## Start LISTED ENTRIES
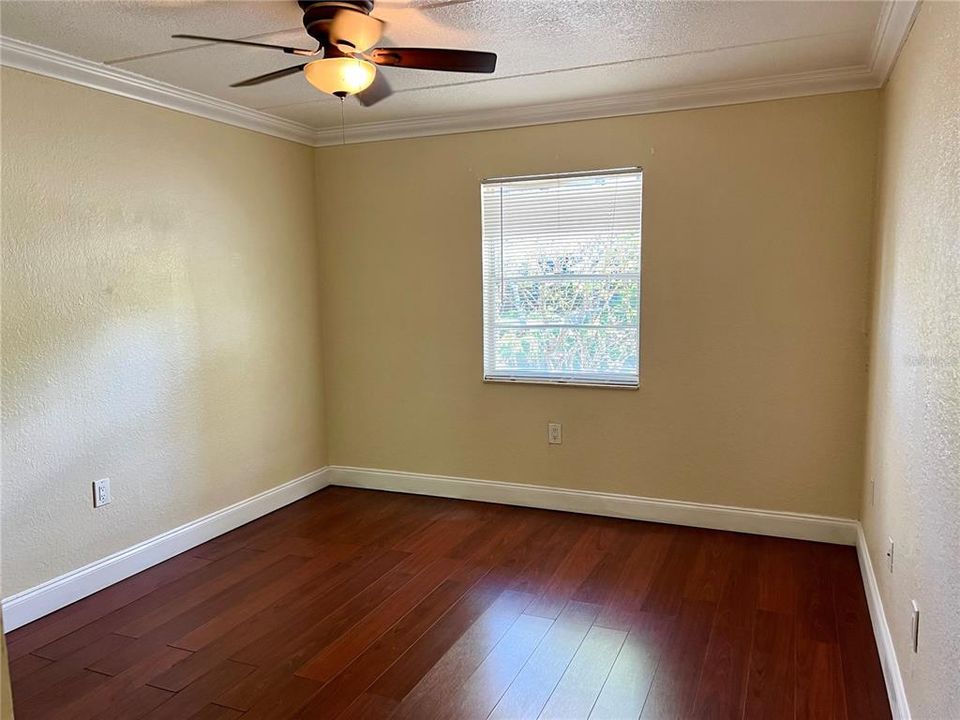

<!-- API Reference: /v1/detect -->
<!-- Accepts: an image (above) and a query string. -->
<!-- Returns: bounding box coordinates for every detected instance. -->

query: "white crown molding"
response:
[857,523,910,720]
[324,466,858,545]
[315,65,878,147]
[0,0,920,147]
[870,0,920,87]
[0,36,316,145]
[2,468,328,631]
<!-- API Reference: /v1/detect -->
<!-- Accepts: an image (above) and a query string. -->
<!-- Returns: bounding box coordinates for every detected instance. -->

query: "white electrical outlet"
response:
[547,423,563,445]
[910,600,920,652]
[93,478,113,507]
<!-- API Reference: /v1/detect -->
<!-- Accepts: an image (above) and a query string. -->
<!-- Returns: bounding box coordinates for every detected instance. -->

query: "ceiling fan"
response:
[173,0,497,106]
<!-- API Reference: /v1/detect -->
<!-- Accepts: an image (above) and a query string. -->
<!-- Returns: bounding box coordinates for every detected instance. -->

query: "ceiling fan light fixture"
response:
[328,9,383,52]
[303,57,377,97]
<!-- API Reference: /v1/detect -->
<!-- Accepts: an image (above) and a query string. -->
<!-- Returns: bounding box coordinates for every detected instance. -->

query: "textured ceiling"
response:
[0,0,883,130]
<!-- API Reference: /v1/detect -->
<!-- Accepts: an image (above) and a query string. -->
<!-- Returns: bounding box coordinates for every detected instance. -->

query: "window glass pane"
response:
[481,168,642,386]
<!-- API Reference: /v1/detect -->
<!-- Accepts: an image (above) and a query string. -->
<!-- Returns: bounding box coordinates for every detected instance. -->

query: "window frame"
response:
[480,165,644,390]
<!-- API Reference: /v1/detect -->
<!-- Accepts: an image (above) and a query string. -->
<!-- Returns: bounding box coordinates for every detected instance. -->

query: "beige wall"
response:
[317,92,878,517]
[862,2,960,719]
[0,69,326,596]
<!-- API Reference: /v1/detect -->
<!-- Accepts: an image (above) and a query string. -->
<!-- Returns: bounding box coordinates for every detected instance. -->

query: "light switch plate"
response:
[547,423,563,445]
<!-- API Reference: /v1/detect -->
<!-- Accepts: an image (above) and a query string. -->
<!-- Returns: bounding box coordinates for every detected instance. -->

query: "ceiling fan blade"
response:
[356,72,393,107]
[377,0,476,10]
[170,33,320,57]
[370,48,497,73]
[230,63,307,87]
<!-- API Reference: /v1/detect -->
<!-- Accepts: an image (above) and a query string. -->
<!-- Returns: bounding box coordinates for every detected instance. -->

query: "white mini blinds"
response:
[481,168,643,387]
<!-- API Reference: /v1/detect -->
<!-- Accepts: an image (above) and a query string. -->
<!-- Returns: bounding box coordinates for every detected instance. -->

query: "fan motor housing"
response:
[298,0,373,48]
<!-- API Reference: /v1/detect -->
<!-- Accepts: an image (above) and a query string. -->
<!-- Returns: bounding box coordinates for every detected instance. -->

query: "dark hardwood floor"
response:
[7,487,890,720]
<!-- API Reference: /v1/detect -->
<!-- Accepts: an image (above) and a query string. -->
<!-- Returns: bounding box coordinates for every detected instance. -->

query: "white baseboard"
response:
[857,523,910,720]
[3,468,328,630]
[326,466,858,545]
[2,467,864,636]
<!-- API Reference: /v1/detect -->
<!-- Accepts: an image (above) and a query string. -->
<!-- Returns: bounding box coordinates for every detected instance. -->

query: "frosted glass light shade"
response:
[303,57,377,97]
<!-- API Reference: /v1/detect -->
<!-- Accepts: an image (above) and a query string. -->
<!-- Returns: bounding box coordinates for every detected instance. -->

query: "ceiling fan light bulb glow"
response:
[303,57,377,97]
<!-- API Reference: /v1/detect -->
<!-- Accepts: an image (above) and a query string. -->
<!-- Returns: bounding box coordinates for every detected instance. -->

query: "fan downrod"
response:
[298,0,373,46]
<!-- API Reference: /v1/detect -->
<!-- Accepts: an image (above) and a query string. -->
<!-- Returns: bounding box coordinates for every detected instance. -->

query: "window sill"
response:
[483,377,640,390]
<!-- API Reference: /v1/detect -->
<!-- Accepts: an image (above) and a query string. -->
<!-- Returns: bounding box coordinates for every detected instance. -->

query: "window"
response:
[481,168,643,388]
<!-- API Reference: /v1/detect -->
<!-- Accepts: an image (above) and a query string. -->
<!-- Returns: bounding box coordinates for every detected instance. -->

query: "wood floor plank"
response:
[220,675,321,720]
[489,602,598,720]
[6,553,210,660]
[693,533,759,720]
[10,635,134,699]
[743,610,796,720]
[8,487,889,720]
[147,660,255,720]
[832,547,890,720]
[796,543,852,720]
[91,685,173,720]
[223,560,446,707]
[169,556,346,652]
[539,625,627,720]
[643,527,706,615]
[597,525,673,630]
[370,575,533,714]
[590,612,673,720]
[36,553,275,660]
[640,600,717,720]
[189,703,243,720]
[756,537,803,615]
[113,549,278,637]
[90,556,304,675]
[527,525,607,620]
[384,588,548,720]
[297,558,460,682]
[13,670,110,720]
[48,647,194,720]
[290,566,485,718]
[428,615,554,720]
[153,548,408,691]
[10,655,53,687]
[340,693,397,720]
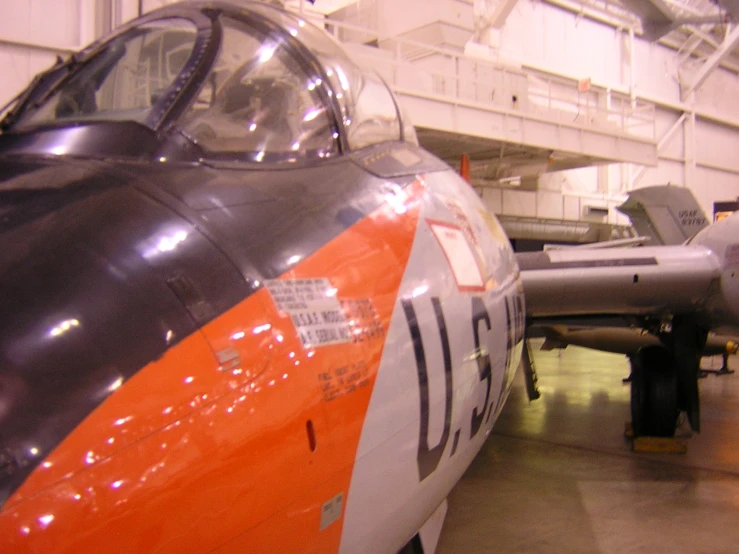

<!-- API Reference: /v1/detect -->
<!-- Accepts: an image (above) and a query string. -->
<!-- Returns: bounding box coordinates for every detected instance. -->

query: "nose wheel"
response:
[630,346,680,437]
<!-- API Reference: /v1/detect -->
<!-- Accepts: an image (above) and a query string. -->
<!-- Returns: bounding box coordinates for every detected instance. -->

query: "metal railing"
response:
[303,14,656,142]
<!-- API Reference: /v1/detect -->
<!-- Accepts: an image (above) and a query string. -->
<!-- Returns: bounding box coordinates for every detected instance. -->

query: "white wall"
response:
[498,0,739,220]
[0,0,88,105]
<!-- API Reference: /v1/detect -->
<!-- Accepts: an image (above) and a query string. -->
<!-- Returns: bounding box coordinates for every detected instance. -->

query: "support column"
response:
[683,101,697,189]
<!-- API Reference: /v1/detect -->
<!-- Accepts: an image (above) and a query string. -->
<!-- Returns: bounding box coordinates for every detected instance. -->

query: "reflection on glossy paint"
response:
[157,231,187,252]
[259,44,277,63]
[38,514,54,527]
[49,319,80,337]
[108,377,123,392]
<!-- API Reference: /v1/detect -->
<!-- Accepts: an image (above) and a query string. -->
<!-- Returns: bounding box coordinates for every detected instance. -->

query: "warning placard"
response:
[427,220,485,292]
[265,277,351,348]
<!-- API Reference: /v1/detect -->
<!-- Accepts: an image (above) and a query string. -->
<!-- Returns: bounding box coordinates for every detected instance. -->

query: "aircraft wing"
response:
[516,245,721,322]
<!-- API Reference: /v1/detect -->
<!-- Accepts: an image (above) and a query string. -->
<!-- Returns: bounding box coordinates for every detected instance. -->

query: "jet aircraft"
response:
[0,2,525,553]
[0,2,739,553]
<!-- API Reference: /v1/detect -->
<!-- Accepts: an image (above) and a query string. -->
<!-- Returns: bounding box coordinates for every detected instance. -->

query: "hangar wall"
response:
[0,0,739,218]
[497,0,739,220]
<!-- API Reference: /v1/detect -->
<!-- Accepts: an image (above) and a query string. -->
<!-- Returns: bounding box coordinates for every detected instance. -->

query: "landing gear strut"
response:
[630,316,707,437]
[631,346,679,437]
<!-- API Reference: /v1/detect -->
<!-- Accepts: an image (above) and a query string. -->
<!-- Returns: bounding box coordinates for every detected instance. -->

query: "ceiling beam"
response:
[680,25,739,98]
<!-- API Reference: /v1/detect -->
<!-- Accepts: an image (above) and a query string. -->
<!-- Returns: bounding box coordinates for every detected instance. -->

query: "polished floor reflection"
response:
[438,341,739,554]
## End LISTED ENTRIES
#### [EXERCISE REQUIREMENTS]
Write out all of the data above line for line, leaving out the pictures.

#### [RESULT OF THE TASK]
<!-- API Reference: /v1/detect -->
<!-- Accepts: an image (above) and a query string. -->
<!-- Returns: bounding box coordinates for every detected instance. -->

query: "white crown molding"
response:
[857,523,910,720]
[324,466,858,545]
[315,65,878,147]
[0,0,920,147]
[870,0,920,87]
[0,36,316,145]
[2,468,328,631]
<!-- API Reference: /v1/detect -->
<!-- Accepts: an image (above) and a query string. -->
<!-- Returns: bounding box coordinates for every detected instance. -->

query: "white electrical outlet"
response:
[547,423,563,445]
[910,600,920,652]
[93,478,113,507]
<!-- API Reference: /v1/detect -->
<!-- Accepts: an image (above) and a query string. -->
<!-- Returns: bounding box coordinates for every detected instance. -->

query: "ceiling fan"
response:
[173,0,497,106]
<!-- API Reference: /v1/detect -->
<!-- Accepts: an image (above) and a query string. -->
<!-- Returns: bounding box coordinates for every detected instance. -->

query: "ceiling fan light fixture"
response:
[328,9,383,52]
[303,57,377,97]
<!-- API Reference: /v1/detect -->
<!-- Accepts: an image (above) and a query string. -->
<!-- Returns: bounding box coordinates for every detected instance. -->

query: "textured ceiling"
response:
[0,0,883,130]
<!-- API Reference: /v1/detect -->
<!-- Accepts: an image (above) and a query string. -->
<!-- Returns: bounding box coordinates for every detected instance. -->

query: "window glass pane"
response:
[481,168,642,386]
<!-- API Reference: /v1/detect -->
<!-- Accepts: an image (above) and a query string. -->
<!-- Returns: bounding box coordinates for every detected instance. -->

query: "window frame"
response:
[480,165,644,390]
<!-- API Reference: /v1/detect -->
<!-- Accepts: an image (above) and a query string. -->
<!-- Returns: bounding box coordinates for every detected instance. -->

query: "beige wall"
response:
[317,92,878,517]
[862,2,960,719]
[0,69,326,596]
<!-- API Reference: /v1/detect -->
<!-- Accepts: an image (above) and a query string. -->
<!-- Returns: bounding box coordinates for every detected instance. -->

query: "light switch plate"
response:
[547,423,563,445]
<!-- API Reference: /v1/detect -->
<!-- Accepts: an image (above) and a query string. -->
<!-- Returns: bounding box coordinates for every detected instance. -->

query: "ceiling fan blade"
response:
[356,72,393,107]
[377,0,476,10]
[170,33,320,57]
[370,48,497,73]
[230,63,307,87]
<!-- API Reference: /v1/detect -->
<!-- Accepts: an image (above) and a query string. -->
<!-- Returns: bounding box coordinates for every detected instance. -->

query: "white mini blinds"
response:
[481,168,643,387]
<!-- API Reference: /v1/detect -->
<!-- Accepts: an image (above) and a query string. -->
<!-- Returns: bounding box coordinates for every detected instance. -->

query: "fan motor housing"
response:
[298,0,373,48]
<!-- API Reference: /v1/detect -->
<!-- Accepts: an image (above) and a query string. -->
<!-- Returns: bounding box coordinates for every detected instance. -->

query: "dark hardwood floor"
response:
[7,487,890,720]
<!-- API Reference: /v1/detect -->
<!-- Accepts: an image (above) and a query string. -->
<!-- Returns: bounding box coordinates for every detected instance. -->

query: "white baseboard"
response:
[857,523,910,720]
[3,468,328,630]
[326,466,858,545]
[2,467,864,636]
<!-- API Reference: /v1/detect -->
<!-- Accepts: an image (above) and a query string. -->
<!-- Returns: bounding box coordinates for every detected instance. -->

query: "frosted glass light shade"
response:
[303,57,377,97]
<!-- API Reference: /v1/detect -->
<!-- Accepts: an image (above) and a query string. -->
<!-- Returns: bounding box coordinates for every detected instance. -->

query: "ceiling fan light bulb glow"
response:
[303,57,377,97]
<!-- API Reference: /v1/detect -->
<!-- Accepts: an image (above) and a query string. -->
<!-- Returns: bounding box coordinates for every detected instance. -->

query: "fan downrod"
response:
[298,0,373,46]
<!-- API Reference: /v1/detect -->
<!-- Accepts: an image (above) and a query string. -->
<!-- Returns: bounding box coordinates for every detected instance. -->

query: "window sill"
response:
[483,377,640,390]
<!-- API Reference: /v1/detect -->
<!-- Accepts: an image (above) and a query string. -->
<!-- Returns: bounding box coordinates for every detected instance. -->

query: "window"
response:
[481,168,643,388]
<!-- API Reference: /v1/detect -->
<!-- Accepts: an image (above) and a query string. -->
<!-- Returns: bounding box coordinates for every detected instance. -->

query: "wood floor plank"
response:
[220,675,321,720]
[489,602,598,720]
[6,553,210,660]
[693,533,759,720]
[10,635,134,699]
[743,610,796,720]
[8,487,889,720]
[147,660,255,720]
[832,547,890,720]
[796,543,852,720]
[91,685,173,720]
[223,560,446,707]
[169,556,346,652]
[539,625,627,720]
[643,527,706,615]
[597,525,673,630]
[370,575,533,714]
[590,612,673,720]
[36,553,275,660]
[640,600,717,720]
[189,703,243,720]
[756,537,803,615]
[113,549,278,637]
[90,556,304,675]
[527,525,607,620]
[384,588,548,720]
[297,558,460,682]
[13,670,110,720]
[48,647,194,720]
[290,566,485,718]
[428,615,554,720]
[153,548,408,691]
[10,655,53,687]
[340,693,397,720]

<!-- API Reference: /v1/detect -->
<!-- Accepts: an image (above) and a query string. -->
<!-- Returns: bounding box coordinates for every detected instance. -->

query: "nose wheel"
response:
[630,346,680,437]
<!-- API Reference: /v1/detect -->
<!-- Accepts: an image (above) and a query string. -->
<!-- Returns: bounding box coordinates for every detected instance. -->

query: "metal railing"
response:
[303,14,656,142]
<!-- API Reference: /v1/detect -->
<!-- Accepts: an image (above) and a query string. -->
<!-- Returns: bounding box coordinates for every detected instance. -->

query: "white wall"
response:
[498,0,739,220]
[0,0,88,105]
<!-- API Reference: /v1/detect -->
<!-- Accepts: an image (above) and a query string. -->
<!-- Returns: bounding box coordinates for every detected instance. -->

query: "support column"
response:
[683,101,697,189]
<!-- API Reference: /v1/detect -->
<!-- Accepts: an image (above) and a query string. -->
<!-- Returns: bounding box coordinates for every detected instance. -->

query: "reflection on glossy paint"
response:
[157,231,187,252]
[259,44,277,63]
[38,514,54,527]
[49,319,80,337]
[108,377,123,392]
<!-- API Reference: /v1/detect -->
<!-- Accepts: an image (above) and a query string. -->
<!-- Returns: bounding box coordinates for every detected instance. -->

query: "warning placard"
response:
[427,220,485,292]
[265,277,351,348]
<!-- API Reference: /v1/detect -->
<!-- Accepts: an image (above) and a query string. -->
<!-- Returns: bounding box coordinates for every detected instance. -->

query: "aircraft wing"
response:
[516,245,721,322]
<!-- API Reference: /v1/detect -->
<!-- Accepts: an image (above) and a query string. -->
<!-- Returns: bounding box coordinates for every detected instance. -->

query: "jet aircraft"
response:
[0,2,525,553]
[0,2,739,553]
<!-- API Reference: /v1/detect -->
<!-- Accepts: an image (above) and a query string. -->
<!-- Returns: bounding box coordinates for every detected instance. -->

query: "hangar wall"
response:
[0,0,739,218]
[497,0,739,220]
<!-- API Reference: /v1/detect -->
<!-- Accepts: an image (above) and a query string. -->
<!-- Returns: bounding box coordinates for every detected instance. -->

query: "landing gear strut"
response:
[630,316,707,437]
[631,346,679,437]
<!-- API Reference: /v1/detect -->
<!-- Accepts: an image (above) and a query string. -->
<!-- Returns: bounding box coordinates for every detected instance. -->

query: "ceiling beam"
response:
[680,25,739,98]
<!-- API Reference: /v1/detect -->
<!-- Accepts: an image (above) and a query string. -->
<!-- Returns: bounding box coordinates for every detected instance. -->

query: "polished floor reflection"
response:
[438,341,739,554]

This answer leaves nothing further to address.